Scientists say ‘Marsquakes’ are another clue to life on Mars

Scientists believe a by-product of earthquake-like seismic activity could support life on Mars.

Recent research by an international team of scientists that included Brock University geologist Nigel Blamey suggests that hydrogen gas arising from ‘Marsquakes’ could help sustain life on the Red Planet.

Through their analysis of rocks in Sudbury, Scotland and South Africa, the three-member group found that friction occurring during an earthquake produces hydrogen.

“Seismic activity has been detected on Mars,” says Blamey, assistant professor in the Department of Earth Sciences. “The question was, can earthquakes on Earth and Mars have anything to do with hydrogen generation, which could then act as an energy source for bacteria? The answer is yes.”

The team analyzed a terrestrial type of veiny, glassy rock called pseudotachylite typically found at sites where meteorites have hit the earth. The pseudotachylite is formed when rocks are broken, crushed and melted.

Friction arising from the rocks moving against one another produces hydrogen gas. In their rock samples, the team found pockets of hydrogen trapped in the rocks.

What the scientists found in Scotland “is a model that could apply to any other rocky planet and on Mars there are so-called ‘Marsquakes’ that may produce hydrogen and therefore could feed life in the Martian sub-surface,” John Parnell, from the University of Aberdeen’s School of Geosciences, said in an interview with the BBC.

“Conservative estimates of current seismic activity on Mars predict hydrogen generation that would be useful to microbes, which adds strength to the possibility of suitable habitats that could support life in the Martian sub-surface,” he said.

In the early stages of the research, Brock University’s Blamey collected pseudotachylite samples from Creighton Granite near the Sudbury Crater. He also analyzed samples from two sites in Scotland and one in Vredefort, South Africa.

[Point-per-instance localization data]
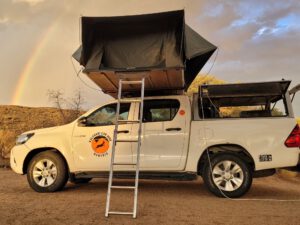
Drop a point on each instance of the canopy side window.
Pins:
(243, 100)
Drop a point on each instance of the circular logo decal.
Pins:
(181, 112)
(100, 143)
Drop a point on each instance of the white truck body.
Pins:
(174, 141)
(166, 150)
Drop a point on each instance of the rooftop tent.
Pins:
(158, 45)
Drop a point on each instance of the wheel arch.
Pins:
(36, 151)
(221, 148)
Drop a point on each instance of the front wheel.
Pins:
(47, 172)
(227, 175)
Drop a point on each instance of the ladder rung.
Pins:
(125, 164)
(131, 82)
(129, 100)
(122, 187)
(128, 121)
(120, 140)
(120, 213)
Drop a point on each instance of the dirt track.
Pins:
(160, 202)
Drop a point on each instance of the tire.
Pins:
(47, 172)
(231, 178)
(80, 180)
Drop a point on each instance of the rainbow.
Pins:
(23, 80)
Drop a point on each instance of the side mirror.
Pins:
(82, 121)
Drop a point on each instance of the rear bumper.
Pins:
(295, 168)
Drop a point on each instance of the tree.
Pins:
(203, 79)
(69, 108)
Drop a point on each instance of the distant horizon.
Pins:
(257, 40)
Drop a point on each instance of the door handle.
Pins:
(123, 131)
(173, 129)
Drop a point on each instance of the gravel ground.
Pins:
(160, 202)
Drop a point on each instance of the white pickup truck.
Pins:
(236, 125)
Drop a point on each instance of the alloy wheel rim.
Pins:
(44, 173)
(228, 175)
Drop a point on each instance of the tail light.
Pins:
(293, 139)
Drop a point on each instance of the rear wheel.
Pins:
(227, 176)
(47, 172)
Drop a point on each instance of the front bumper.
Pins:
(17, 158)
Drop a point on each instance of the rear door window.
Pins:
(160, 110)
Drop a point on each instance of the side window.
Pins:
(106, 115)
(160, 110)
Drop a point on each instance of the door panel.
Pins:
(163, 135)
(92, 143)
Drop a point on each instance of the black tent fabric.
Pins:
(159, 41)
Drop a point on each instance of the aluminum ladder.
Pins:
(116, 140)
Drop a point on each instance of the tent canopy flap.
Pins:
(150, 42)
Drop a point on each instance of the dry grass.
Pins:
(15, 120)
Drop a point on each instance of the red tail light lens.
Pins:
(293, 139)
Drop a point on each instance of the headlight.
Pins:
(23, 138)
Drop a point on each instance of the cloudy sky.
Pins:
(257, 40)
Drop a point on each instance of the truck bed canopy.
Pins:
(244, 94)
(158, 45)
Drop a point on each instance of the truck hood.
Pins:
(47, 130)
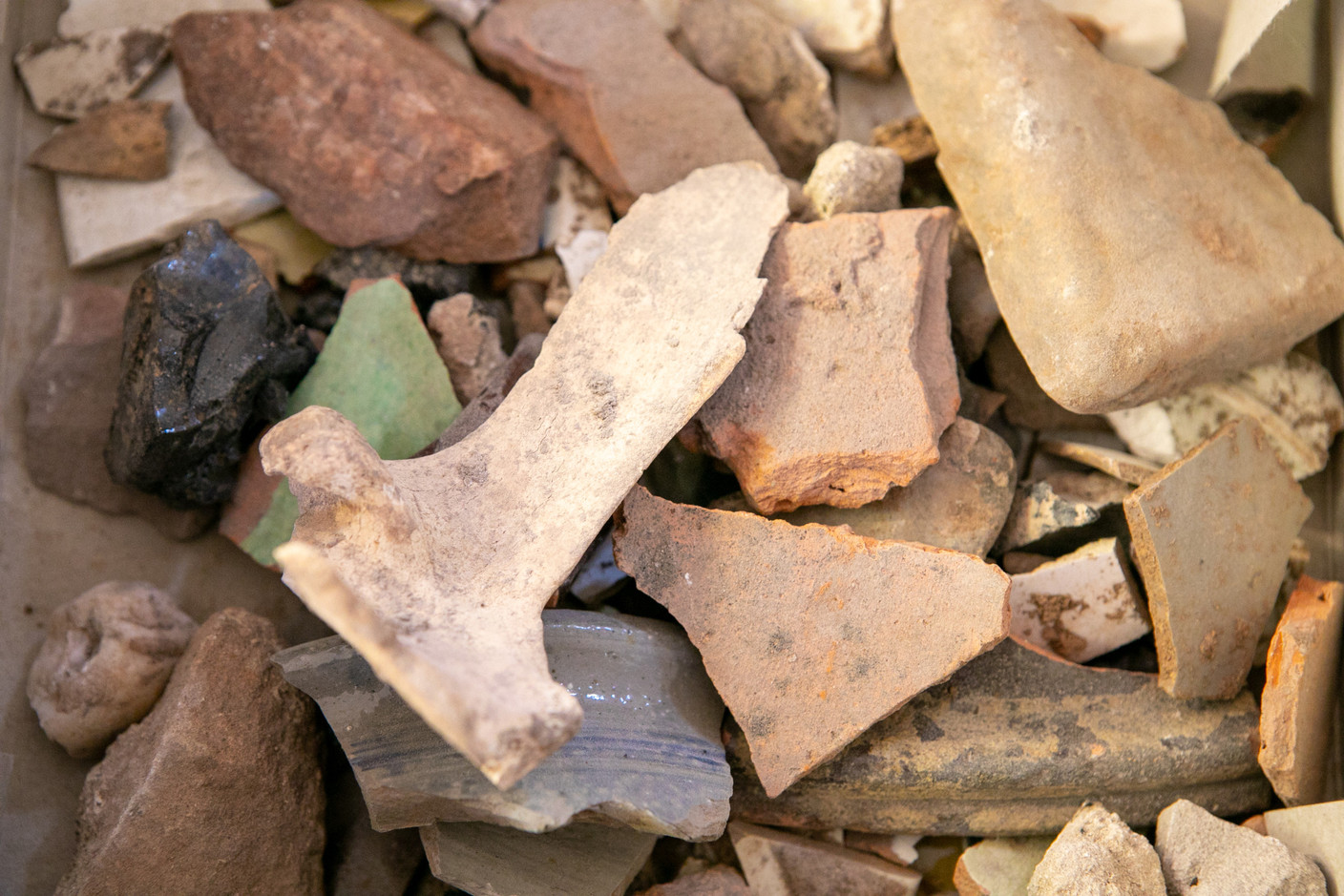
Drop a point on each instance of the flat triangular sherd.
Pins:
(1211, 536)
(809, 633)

...

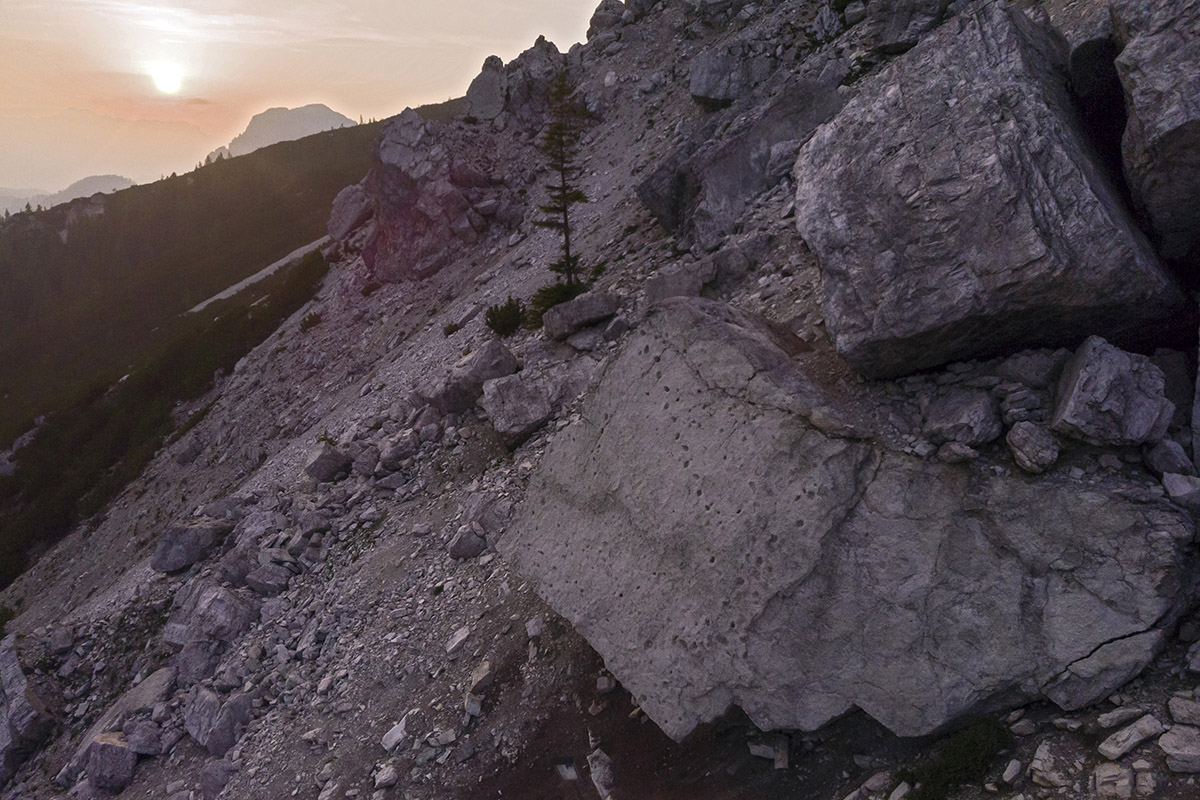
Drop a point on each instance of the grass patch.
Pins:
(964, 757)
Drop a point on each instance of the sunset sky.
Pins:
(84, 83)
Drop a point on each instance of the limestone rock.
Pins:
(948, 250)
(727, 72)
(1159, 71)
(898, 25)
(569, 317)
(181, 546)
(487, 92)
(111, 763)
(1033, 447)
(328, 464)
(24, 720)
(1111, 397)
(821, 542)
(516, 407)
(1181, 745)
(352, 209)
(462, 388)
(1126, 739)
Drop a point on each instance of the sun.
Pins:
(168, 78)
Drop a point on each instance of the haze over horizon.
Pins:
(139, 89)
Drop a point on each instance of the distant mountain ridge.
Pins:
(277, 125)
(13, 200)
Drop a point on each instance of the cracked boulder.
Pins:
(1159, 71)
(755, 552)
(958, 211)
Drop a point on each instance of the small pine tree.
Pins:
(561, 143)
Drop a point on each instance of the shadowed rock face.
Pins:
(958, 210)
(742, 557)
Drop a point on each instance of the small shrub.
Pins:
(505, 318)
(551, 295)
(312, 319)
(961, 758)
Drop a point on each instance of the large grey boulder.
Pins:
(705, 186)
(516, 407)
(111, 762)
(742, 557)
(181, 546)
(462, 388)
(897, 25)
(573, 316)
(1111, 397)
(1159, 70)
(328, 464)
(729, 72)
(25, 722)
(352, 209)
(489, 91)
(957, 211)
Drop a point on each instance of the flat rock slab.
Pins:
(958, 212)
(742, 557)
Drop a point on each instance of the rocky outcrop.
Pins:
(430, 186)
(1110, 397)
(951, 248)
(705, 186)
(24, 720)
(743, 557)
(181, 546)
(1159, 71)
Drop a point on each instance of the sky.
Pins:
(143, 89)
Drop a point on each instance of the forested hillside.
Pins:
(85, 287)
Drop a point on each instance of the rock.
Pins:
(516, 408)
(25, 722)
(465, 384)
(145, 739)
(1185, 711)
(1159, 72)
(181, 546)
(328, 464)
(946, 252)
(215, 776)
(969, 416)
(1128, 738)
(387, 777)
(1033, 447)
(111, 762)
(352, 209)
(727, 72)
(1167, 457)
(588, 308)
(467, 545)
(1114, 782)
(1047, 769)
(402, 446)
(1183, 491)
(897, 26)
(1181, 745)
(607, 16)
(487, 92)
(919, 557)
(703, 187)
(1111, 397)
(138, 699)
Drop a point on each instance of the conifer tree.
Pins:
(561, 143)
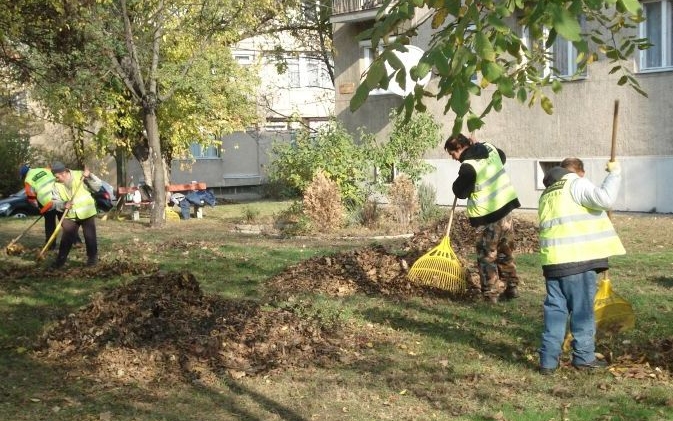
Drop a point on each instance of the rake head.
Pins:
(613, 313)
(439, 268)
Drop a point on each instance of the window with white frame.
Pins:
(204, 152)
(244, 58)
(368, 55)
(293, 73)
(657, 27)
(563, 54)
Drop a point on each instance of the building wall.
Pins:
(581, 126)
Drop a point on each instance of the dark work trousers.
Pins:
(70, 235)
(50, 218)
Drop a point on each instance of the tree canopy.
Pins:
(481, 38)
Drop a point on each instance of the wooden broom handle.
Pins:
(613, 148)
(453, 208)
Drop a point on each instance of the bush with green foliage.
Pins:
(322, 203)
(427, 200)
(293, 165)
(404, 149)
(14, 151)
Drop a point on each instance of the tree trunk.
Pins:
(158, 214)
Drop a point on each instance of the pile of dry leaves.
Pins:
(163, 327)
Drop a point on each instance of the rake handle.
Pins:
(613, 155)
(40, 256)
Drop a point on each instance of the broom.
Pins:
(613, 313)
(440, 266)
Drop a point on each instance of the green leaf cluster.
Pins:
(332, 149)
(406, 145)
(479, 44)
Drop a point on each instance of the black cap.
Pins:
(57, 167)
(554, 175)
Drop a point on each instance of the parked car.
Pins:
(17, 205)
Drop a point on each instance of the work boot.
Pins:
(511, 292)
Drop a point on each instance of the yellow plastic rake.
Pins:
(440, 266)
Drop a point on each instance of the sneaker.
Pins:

...

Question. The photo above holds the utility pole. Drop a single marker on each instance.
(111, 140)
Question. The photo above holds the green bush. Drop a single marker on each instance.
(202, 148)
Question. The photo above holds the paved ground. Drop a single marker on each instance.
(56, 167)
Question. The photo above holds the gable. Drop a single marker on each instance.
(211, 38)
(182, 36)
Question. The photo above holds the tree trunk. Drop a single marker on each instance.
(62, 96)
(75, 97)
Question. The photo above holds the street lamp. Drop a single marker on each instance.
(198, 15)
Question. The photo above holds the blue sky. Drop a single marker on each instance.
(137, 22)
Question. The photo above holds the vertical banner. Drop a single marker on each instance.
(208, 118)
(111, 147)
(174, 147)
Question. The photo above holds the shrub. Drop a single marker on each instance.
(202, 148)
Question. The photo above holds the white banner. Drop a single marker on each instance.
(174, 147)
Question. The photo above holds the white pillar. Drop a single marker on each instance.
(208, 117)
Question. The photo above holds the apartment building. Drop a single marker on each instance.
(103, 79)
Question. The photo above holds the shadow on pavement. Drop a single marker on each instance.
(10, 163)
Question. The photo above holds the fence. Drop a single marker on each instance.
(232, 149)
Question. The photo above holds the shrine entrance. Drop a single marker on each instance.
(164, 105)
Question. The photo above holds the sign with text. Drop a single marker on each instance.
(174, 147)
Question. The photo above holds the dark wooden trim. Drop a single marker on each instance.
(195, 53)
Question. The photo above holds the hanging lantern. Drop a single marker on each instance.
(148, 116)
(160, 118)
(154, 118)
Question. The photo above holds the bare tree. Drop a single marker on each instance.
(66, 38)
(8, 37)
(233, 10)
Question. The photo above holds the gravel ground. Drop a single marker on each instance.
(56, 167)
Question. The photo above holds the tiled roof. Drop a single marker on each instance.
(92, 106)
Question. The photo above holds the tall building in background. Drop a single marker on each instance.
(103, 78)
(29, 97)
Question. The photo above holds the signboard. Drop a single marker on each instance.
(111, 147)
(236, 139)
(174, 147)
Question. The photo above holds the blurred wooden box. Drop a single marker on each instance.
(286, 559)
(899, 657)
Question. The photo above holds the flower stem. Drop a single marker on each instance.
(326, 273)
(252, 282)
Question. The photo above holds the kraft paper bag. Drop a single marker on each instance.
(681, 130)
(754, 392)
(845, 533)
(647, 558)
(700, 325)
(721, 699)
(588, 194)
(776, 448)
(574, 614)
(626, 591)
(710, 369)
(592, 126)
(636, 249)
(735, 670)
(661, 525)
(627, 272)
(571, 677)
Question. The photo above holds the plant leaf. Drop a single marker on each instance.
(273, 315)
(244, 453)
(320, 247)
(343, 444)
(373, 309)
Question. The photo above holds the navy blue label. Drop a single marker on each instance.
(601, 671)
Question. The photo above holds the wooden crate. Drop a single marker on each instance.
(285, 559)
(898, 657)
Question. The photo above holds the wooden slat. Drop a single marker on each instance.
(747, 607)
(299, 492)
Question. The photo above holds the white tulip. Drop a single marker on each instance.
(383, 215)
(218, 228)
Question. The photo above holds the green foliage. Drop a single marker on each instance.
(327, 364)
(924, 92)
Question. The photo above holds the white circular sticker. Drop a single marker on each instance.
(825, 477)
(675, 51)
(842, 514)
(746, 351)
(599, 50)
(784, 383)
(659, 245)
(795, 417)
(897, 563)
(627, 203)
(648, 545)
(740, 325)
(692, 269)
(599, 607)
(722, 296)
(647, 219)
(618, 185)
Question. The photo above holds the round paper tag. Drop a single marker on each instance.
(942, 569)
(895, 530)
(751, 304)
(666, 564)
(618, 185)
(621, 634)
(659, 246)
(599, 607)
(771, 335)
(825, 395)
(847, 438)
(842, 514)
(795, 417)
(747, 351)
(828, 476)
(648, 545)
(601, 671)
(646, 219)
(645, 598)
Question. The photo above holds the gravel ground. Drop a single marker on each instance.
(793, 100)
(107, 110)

* **TASK REQUIREMENTS**:
**a)** Transcribe the article on Marsquakes from "Scientists believe a by-product" up to and including "the Red Planet.".
**b)** In one to three sentences, explain why the Marsquakes article says hydrogen from seismic activity could matter for life on Mars.

* **ANSWER SECTION**:
**a)**
Scientists believe a by-product of earthquake-like seismic activity could support life on Mars.

Recent research by an international team of scientists that included Brock University geologist Nigel Blamey suggests that hydrogen gas arising from ‘Marsquakes’ could help sustain life on the Red Planet.

**b)** During an earthquake, friction from rocks moving against one another produces hydrogen gas, and seismic activity has been detected on Mars. That hydrogen could act as an energy source for bacteria, so it could feed microbes living in the Martian sub-surface.